Reproduce the material below line for line, with no changes.

*** Task inputs ***

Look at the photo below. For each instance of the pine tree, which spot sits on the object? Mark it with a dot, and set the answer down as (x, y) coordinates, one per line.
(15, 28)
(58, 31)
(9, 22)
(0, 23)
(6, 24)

***

Exercise response:
Look at the photo below. For each instance of the pine tree, which spot sits on the object? Mark it with a dot, and set the answer down as (x, y) coordinates, one per line.
(15, 28)
(58, 31)
(9, 22)
(0, 23)
(6, 24)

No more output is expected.